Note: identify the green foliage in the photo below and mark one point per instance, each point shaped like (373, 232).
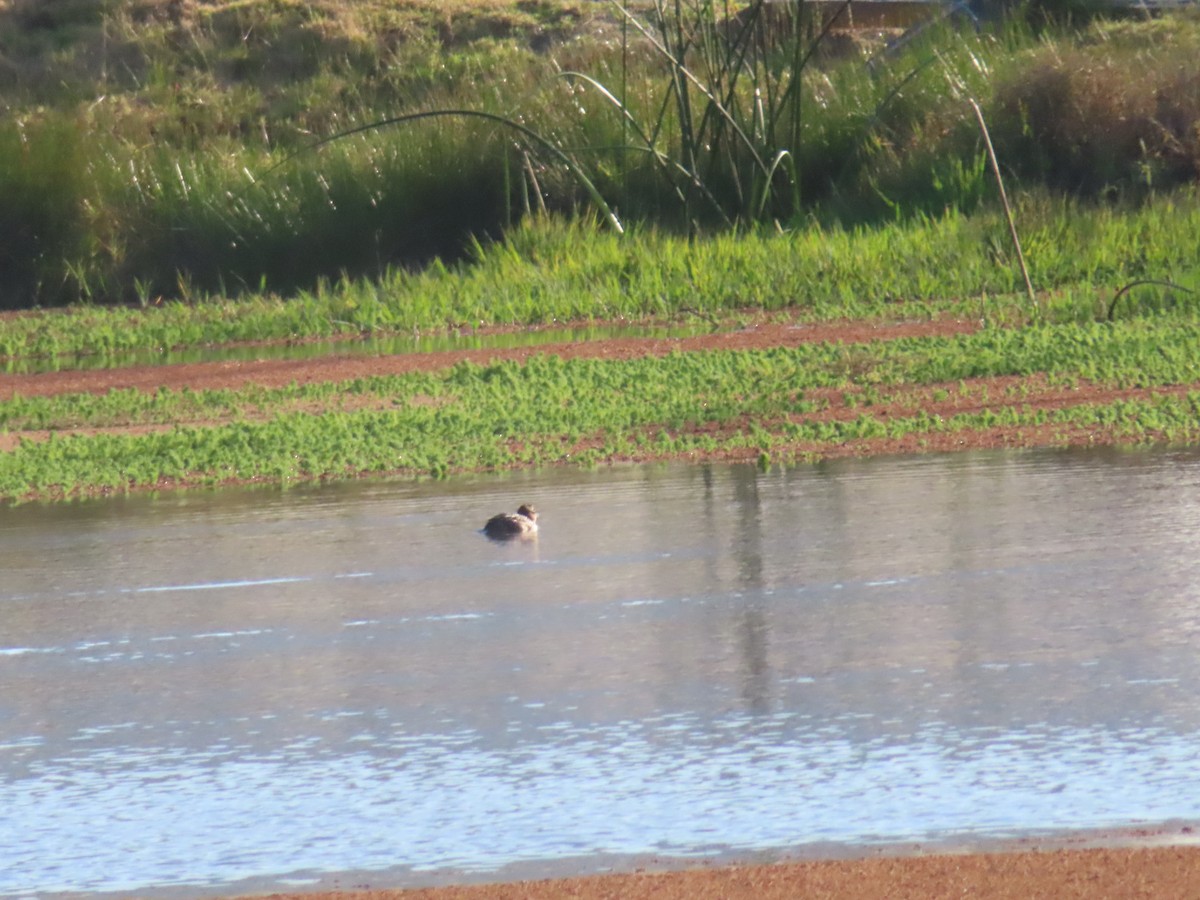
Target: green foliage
(553, 271)
(552, 411)
(186, 106)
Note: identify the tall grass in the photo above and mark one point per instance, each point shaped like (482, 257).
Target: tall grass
(690, 117)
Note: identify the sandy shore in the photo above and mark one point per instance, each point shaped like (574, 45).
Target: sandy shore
(1159, 873)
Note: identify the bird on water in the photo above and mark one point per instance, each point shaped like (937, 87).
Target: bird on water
(513, 525)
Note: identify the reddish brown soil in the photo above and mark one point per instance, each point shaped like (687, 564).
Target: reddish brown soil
(1033, 393)
(1097, 874)
(275, 372)
(1171, 871)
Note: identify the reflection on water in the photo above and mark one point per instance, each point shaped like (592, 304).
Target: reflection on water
(202, 689)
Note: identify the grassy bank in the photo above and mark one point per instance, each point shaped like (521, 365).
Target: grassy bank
(954, 264)
(156, 150)
(769, 405)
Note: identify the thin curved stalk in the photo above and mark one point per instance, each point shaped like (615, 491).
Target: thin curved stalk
(682, 70)
(597, 198)
(661, 159)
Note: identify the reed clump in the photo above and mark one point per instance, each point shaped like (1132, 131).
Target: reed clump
(694, 115)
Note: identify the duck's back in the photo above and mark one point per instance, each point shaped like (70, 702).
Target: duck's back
(509, 525)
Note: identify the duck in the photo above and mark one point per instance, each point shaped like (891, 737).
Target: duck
(521, 523)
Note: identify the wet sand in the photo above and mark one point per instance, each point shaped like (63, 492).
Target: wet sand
(1157, 871)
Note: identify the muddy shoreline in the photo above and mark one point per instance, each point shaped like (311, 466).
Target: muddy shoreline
(1143, 862)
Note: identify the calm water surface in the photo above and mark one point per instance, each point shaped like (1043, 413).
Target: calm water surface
(264, 689)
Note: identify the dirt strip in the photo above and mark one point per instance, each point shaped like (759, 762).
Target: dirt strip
(1097, 874)
(281, 372)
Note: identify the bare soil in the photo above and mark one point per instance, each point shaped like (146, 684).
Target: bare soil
(1032, 393)
(1092, 874)
(1020, 871)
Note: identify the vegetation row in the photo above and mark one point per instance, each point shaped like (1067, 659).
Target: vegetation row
(553, 411)
(552, 271)
(157, 149)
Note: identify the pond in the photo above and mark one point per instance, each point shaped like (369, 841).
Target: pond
(253, 690)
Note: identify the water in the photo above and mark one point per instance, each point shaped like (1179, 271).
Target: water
(253, 689)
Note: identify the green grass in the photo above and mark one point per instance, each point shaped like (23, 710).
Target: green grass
(552, 411)
(186, 112)
(552, 271)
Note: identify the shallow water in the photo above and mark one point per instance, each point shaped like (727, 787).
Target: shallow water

---------------

_Task_: Please retype every one of the entries above word for word, leaving out the pictures.

_Solution to this problem_:
Note: identify the green foliage in the photo below and mark one point per instance, each point shaped like (373, 232).
Target: green foliage
(553, 271)
(552, 411)
(186, 106)
Note: identify the tall grass in the photo above and mark one point per instance, each point shaped like (482, 257).
Target: tall grass
(690, 117)
Note: identify the sandy shore in the photo above and mark one point per instance, each point shaped like (574, 45).
Target: sandy shore
(1159, 873)
Note: identify the bird on water in the photo above and mark one point per instance, each point shaped like (937, 87).
Target: bird on water
(513, 525)
Note: identify the reddish brown soil in the photo above and mark one point per instance, each point shaped like (687, 564).
Target: reddish brown soil
(1033, 393)
(1097, 874)
(275, 372)
(1171, 871)
Note: identify the reflection on water in the photo above and mark one point per instance, each point shaped like (592, 304).
Target: reflection on water
(202, 689)
Note: identify the grassy bank in the photo above and mark one point per instance, each point shaped like (521, 365).
Target: grassy bank
(954, 264)
(156, 150)
(769, 405)
Note: identify the thin curved stalk in the photo above and mark one point per instance, each point shaped like (615, 491).
Target: thin curved stalk
(682, 70)
(597, 198)
(661, 159)
Note: identify the reed clump in the photo above and mark one point per instance, each point shaped like (1132, 131).
Target: reed clump
(694, 115)
Note: identify the duck's back in the photo above and mark one point per instance, each point shaped like (70, 702).
Target: duck's back
(509, 525)
Note: identify the duck in the photo above and mark one point per instance, each point shaped like (891, 737).
Target: duck
(521, 523)
Note: identify the wet sand in the photo above and mark one point per instance, each point shaped like (63, 492).
Target: wet sand
(1157, 871)
Note: identify the muddy shoreline in the photo above and mark one point per instance, each point shaped like (311, 466).
Target: muddy shoreline
(1143, 862)
Note: identify the calm water surface in the photo above and mark one point per instance, each point shaped like (1043, 413).
Target: calm water surface
(264, 689)
Note: identify the dirt strip in the photo above and mark one point per instance, each point shaped like (759, 762).
Target: dirt strip
(1097, 874)
(281, 372)
Note: identify the bare soil in the photo above and mark one point per instance, each point shaped like (146, 684).
Target: bare soil
(1032, 393)
(1092, 874)
(1020, 871)
Note: identify the vegetation row in the photo above and mark one point per instance, each point shaped like (1067, 659).
Target: vegetation row
(553, 411)
(552, 271)
(157, 149)
Note: identify the pond in the photo above and mark one point per instance, each point shaped like (369, 841).
Target: pond
(253, 690)
Note: identify the water in the photo above and mark one point per instance, each point shaped like (1179, 271).
Target: water
(253, 689)
Note: identify the green grass in the photo above and mark one point per instance, each point shaped like (23, 710).
Target: green grass
(552, 411)
(186, 112)
(552, 271)
Note: identify the shallow water in the photo above and mark one point per instance, each point shaped like (727, 787).
Target: shallow water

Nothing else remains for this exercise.